(Outline entries for images)
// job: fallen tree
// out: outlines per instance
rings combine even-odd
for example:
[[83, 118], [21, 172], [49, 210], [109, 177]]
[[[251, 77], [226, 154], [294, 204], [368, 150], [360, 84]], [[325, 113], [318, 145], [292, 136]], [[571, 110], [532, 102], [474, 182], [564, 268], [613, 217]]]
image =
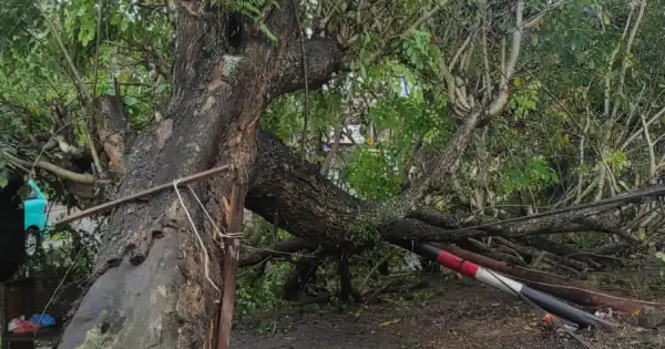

- _STATED GOAL_
Rewrite every item, substituting "object" for "instance" and leaving all else unchanged. Omit the pictures from your answer.

- _THE RESPONSE_
// job: fallen tree
// out: outlines per object
rings combine even-odd
for example:
[[83, 118], [21, 172], [49, 210], [109, 177]]
[[[251, 77], [226, 154], [294, 204], [368, 150], [360, 84]], [[325, 113], [318, 145], [292, 136]], [[571, 110], [532, 102], [474, 182], [564, 268], [613, 217]]]
image =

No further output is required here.